By Lynne Wilson Orr, Principal, Parkin Architects Limited

I had a conversation a couple of days ago with one of the other Parkin Principals about rehabilitation facilities. He described how thirty years ago, he was tasked with figuring out how to move a 1980 Ford Fairlane inside an existing traditional rehab facility, remove the gas tank and engine and support it on a platform, in order to provide patients the opportunity to relearn how to get into a car as part of their rehabilitation. He had recently revisited the same facility only to discover that the car was long gone and the patient profile had changed from young men who had become paraplegics as a result of car accidents to elderly people who had suffered strokes or lost limbs to diabetes. This is an over-generalization of the change but it reminded me that whom we rehabilitate has changed as much as how we rehabilitate.

Many of us have had to attend physiotherapy sessions over the years for sports injuries or for other less glamorous reasons. These are typically held in a gymnasium-type facility outfitted with arm ergometers, exercise bikes, treadmills, overhead grids, etc. where we learn new ways to move to repair our musculature. It has never been a lot of fun but we do the exercises and the injury heals. But what has frustrated me has been the physiotherapist’s inability to help me and others learn how to prevent re-injuring myself during my daily activities. I don’t translate the movements developed in an exercise at the physiotherapist’s office into how I move when picking up a suitcase from an airport baggage carousel or getting into a car or climbing up exposed stairs in work boots on a construction site.

This disconnect between physiotherapy and daily activities was brought home to me one day while working with a client organization that provides rehabilitation therapy and treatment for children with a wide variety of  severe physical disabilities. She said, “Wouldn’t it be wonderful if we could make cupcakes with the children and have a birthday party. Our kids never get invited to regular birthday parties.” The room went absolutely silent as all the therapists and the designers absorbed her comments. Another physiotherapist looked around and said, “Why can’t we use climbing walls to teach children gross motor skills? It would be a lot more fun than traditional equipment.” An Autism specialist said, “We can use the handholds to teach shape and colour discrimination while helping the children improve their hand/eye coordination.”  The room absolutely exploded with ideas on how to make physical therapy fun, how to make the children feel like normal kids and how much benefit there could be if we normalized the therapy process.

So, instead of a car in a gym to re-teach driving skills to twenty-something paraplegics, we have incorporated a simulated school bus to help children learn how to safely get on and off the bus; there is a room designed to recreate a school junior kindergarten room so children can learn how to behave in a regular classroom and of course, there is a two storey climbing wall right at the entrance to the facility. It says, “ Come in, we believe you can do anything you set your mind to with our help and let’s have some fun”. We believe that architecture and design need to reflect real life needs and when they do, they can transcend Project Specific Output Specifications (PSOS) documents, building codes, program requirements and cost estimates to become something very special.

Cupcakes will be baked on Tuesdays and the giggles will be music to our ears.

▶ _Provided material_:
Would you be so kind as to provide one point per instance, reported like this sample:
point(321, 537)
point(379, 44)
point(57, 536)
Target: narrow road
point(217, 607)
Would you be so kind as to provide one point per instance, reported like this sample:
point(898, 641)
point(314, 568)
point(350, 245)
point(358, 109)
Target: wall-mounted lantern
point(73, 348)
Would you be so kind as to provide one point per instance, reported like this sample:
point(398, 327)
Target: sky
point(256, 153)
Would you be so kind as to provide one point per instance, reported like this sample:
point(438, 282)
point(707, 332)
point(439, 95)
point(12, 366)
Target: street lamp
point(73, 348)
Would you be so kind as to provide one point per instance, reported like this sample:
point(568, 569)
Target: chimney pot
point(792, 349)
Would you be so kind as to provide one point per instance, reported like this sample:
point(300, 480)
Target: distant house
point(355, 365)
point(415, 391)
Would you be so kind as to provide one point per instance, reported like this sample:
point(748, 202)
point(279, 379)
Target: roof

▶ _Assignment 1_:
From the rehabilitation facilities essay, write out the passage that opens with the words containing "By Lynne Wilson" and closes with "how we rehabilitate.".
▶ _Assignment 2_:
Summarize the rehabilitation facilities essay in two sentences.
The material is separate from the rehabilitation facilities essay and stands on its own.

▶ _Exercise output 1_:
By Lynne Wilson Orr, Principal, Parkin Architects Limited

I had a conversation a couple of days ago with one of the other Parkin Principals about rehabilitation facilities. He described how thirty years ago, he was tasked with figuring out how to move a 1980 Ford Fairlane inside an existing traditional rehab facility, remove the gas tank and engine and support it on a platform, in order to provide patients the opportunity to relearn how to get into a car as part of their rehabilitation. He had recently revisited the same facility only to discover that the car was long gone and the patient profile had changed from young men who had become paraplegics as a result of car accidents to elderly people who had suffered strokes or lost limbs to diabetes. This is an over-generalization of the change but it reminded me that whom we rehabilitate has changed as much as how we rehabilitate.

▶ _Exercise output 2_:
A car once set up inside a rehab facility so patients could relearn getting into a vehicle was later gone, as patients shifted from young paraplegic car-accident victims to elderly people with strokes or limbs lost to diabetes, showing that whom we rehabilitate has changed as much as how. After therapists at a children's rehabilitation organization proposed ideas such as baking cupcakes and using climbing walls to make therapy fun and normal, a simulated school bus, a junior kindergarten classroom and a two storey climbing wall were incorporated, reflecting the belief that architecture and design should meet real life needs.